Saved entries –
== Segment start ==
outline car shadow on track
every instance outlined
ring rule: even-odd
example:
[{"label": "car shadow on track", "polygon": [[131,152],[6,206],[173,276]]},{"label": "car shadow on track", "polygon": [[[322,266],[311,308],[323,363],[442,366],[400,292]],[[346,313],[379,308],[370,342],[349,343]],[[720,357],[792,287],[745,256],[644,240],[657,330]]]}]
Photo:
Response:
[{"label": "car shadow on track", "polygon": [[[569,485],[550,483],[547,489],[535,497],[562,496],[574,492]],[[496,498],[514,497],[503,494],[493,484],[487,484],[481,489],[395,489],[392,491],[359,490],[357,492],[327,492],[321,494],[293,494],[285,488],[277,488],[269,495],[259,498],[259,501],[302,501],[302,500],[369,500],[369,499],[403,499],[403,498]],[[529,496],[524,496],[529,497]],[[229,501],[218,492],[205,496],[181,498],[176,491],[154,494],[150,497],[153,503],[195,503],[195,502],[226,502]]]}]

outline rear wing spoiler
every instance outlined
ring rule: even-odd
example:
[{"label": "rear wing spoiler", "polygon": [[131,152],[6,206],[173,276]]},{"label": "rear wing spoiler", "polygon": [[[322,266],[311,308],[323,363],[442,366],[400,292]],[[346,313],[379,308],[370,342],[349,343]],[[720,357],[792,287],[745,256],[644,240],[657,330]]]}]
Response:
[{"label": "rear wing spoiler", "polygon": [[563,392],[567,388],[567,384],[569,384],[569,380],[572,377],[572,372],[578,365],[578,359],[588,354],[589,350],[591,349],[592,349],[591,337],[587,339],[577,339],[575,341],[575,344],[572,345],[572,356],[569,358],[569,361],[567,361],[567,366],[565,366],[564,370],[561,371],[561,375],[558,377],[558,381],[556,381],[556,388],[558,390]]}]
== Segment end ==
Goal of the exercise – Please retype all of the records, keeping each line exactly as it is.

Your solution –
outline car shadow on track
every instance outlined
ring rule: even-odd
example:
[{"label": "car shadow on track", "polygon": [[131,152],[6,206],[173,276]]},{"label": "car shadow on track", "polygon": [[[322,266],[311,308],[323,363],[442,366],[400,292]],[[346,313],[379,308],[370,342],[349,343]],[[720,357],[792,287],[745,256],[644,240],[657,330]]]}]
Photo:
Response:
[{"label": "car shadow on track", "polygon": [[[569,485],[550,483],[547,489],[535,497],[562,496],[574,492]],[[496,498],[514,497],[503,494],[493,484],[487,484],[481,489],[395,489],[392,491],[359,490],[357,492],[327,492],[321,494],[293,494],[285,488],[277,488],[269,495],[259,498],[259,501],[302,501],[302,500],[369,500],[369,499],[403,499],[403,498]],[[529,496],[524,496],[529,497]],[[229,501],[218,492],[205,496],[181,498],[176,491],[154,494],[150,497],[153,503],[195,503],[195,502],[226,502]]]}]

outline rear wing spoiler
every instance outlined
ring rule: even-odd
example:
[{"label": "rear wing spoiler", "polygon": [[131,152],[6,206],[173,276]]},{"label": "rear wing spoiler", "polygon": [[[322,266],[311,308],[323,363],[442,366],[400,292]],[[346,313],[379,308],[370,342],[349,343]],[[720,357],[792,287],[745,256],[644,240],[657,330]]]}]
Response:
[{"label": "rear wing spoiler", "polygon": [[563,392],[567,388],[567,384],[569,384],[569,380],[572,377],[572,372],[578,365],[578,359],[588,354],[589,350],[591,349],[592,349],[591,337],[587,339],[577,339],[575,341],[575,344],[572,345],[572,356],[569,358],[569,361],[567,361],[567,366],[565,366],[564,370],[561,371],[561,375],[558,377],[558,381],[556,381],[556,388],[558,390]]}]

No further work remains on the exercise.